RECORDED INFORMATION:
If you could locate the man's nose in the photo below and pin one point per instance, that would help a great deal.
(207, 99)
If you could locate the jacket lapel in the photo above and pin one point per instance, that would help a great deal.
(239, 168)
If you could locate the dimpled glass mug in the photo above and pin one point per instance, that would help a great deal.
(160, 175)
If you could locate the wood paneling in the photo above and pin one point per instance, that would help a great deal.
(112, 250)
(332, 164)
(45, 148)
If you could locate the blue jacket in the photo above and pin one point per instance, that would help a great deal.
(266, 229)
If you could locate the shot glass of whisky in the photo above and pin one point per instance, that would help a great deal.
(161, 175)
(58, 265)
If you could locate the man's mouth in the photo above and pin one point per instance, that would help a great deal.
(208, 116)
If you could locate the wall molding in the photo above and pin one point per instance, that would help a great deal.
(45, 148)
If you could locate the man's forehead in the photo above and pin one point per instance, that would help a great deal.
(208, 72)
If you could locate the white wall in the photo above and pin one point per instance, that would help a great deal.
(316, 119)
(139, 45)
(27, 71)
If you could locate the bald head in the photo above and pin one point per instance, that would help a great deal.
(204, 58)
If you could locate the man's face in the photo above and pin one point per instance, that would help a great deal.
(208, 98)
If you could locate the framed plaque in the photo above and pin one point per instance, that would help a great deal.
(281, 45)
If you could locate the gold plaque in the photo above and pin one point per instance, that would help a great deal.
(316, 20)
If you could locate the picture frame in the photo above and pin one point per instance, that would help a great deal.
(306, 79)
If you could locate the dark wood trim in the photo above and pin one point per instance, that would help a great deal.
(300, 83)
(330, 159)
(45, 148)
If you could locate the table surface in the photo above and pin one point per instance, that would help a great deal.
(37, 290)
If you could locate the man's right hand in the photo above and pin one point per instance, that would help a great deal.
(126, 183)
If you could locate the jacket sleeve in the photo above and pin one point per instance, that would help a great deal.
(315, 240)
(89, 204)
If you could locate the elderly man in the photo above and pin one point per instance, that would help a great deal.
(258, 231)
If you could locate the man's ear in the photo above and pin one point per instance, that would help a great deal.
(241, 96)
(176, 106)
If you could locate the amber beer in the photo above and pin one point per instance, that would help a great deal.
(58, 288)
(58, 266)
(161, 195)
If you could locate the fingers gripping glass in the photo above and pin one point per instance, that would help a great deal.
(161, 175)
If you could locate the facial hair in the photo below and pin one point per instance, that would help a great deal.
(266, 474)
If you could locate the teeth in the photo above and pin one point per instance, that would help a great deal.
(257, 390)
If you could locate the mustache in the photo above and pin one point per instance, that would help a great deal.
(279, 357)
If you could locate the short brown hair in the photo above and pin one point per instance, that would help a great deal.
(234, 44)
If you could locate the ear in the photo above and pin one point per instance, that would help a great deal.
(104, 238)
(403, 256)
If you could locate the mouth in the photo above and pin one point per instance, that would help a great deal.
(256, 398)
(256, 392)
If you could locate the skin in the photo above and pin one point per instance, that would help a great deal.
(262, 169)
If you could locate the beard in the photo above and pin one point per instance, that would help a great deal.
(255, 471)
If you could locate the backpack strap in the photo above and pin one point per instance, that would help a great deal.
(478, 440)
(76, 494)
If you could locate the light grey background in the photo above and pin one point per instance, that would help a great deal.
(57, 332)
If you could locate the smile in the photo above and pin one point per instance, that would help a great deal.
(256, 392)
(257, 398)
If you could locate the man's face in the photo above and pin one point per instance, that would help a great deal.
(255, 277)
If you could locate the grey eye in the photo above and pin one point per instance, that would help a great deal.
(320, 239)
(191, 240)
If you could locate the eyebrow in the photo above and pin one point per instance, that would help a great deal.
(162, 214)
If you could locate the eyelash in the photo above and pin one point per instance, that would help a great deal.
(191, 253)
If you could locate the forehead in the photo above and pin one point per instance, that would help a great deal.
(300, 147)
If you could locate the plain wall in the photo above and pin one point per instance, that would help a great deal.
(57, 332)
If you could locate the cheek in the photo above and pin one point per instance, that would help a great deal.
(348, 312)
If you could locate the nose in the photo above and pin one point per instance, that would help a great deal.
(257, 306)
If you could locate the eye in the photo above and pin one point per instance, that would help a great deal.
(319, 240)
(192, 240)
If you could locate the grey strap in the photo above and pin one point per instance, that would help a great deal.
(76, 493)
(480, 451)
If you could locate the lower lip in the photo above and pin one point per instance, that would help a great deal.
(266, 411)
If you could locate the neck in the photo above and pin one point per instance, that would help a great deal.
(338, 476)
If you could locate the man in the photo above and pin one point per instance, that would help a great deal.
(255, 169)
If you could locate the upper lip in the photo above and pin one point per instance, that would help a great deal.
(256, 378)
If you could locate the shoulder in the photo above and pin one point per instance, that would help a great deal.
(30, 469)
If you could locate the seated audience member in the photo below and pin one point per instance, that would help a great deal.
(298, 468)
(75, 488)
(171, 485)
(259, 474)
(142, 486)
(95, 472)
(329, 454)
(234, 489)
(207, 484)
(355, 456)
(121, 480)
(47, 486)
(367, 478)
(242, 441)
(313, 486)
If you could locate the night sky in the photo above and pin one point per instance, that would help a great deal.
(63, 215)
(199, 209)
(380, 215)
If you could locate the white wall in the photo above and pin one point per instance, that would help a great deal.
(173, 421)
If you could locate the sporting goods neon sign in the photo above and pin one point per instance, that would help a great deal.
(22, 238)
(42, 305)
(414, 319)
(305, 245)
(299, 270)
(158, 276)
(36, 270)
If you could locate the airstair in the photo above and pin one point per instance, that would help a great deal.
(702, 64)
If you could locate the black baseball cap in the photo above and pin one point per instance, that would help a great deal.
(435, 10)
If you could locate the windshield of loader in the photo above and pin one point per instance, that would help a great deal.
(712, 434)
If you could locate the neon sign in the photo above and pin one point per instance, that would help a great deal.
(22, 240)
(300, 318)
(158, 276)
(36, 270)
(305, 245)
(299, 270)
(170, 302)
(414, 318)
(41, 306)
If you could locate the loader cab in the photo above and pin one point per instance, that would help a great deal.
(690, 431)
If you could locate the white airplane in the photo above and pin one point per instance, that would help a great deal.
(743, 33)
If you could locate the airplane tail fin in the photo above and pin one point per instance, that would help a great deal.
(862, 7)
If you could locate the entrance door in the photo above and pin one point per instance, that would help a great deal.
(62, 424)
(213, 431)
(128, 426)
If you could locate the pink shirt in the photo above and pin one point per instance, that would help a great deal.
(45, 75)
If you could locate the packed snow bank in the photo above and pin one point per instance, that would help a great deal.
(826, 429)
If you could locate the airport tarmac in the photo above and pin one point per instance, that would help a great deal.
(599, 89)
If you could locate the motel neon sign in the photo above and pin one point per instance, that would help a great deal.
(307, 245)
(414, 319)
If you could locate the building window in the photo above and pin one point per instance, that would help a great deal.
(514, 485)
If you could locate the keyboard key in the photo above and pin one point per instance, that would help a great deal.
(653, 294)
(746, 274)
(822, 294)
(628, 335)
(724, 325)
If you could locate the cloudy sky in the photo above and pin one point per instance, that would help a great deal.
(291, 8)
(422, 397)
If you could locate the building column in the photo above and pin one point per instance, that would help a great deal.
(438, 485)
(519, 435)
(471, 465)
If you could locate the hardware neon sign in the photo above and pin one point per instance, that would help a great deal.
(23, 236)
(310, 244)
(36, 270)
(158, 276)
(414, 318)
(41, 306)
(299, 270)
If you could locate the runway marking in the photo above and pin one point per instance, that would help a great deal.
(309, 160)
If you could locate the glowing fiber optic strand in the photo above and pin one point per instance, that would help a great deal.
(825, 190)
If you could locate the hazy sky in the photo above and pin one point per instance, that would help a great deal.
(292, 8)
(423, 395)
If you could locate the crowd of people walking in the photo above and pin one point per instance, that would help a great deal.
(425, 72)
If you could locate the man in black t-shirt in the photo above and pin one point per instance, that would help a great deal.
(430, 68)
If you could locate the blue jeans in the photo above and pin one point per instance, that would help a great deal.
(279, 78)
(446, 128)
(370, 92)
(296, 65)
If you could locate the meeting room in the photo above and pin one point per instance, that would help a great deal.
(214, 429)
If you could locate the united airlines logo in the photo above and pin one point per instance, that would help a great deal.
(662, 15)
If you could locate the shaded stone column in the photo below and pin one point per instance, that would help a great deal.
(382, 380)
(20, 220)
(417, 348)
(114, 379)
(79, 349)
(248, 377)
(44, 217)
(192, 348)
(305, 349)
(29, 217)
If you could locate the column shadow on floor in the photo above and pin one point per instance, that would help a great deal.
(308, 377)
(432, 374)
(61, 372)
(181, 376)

WHAT THE TASK ASKS: Copy out the lines from the line containing "If you could locate the crowd" to the end of the listing above, without alteration.

WORKED ANSWER:
If you could locate the crowd of people walking in the photo above and pin one point per instance, that would help a great deal.
(425, 72)
If you could locate the man in black t-shirt in the photo above and pin one point per instance, that would help a great deal.
(430, 68)
If you could locate the blue jeans in the photo above and pin one point per instance, that would help a great deal.
(279, 78)
(446, 128)
(370, 92)
(296, 65)
If you could locate the meeting room in the photo above and pin one point per instance, that would help a great deal.
(214, 429)
If you could locate the united airlines logo in the photo above and pin one point per instance, that would help a great deal.
(662, 15)
If you could locate the shaded stone column in the photo below and pin one point per instance, that would help a great deal.
(382, 380)
(20, 220)
(417, 348)
(114, 379)
(79, 349)
(248, 377)
(44, 217)
(192, 348)
(305, 349)
(29, 217)
If you could locate the column shadow on floor in the photo above and pin one point per instance, that would help a great deal.
(308, 377)
(432, 374)
(61, 372)
(181, 376)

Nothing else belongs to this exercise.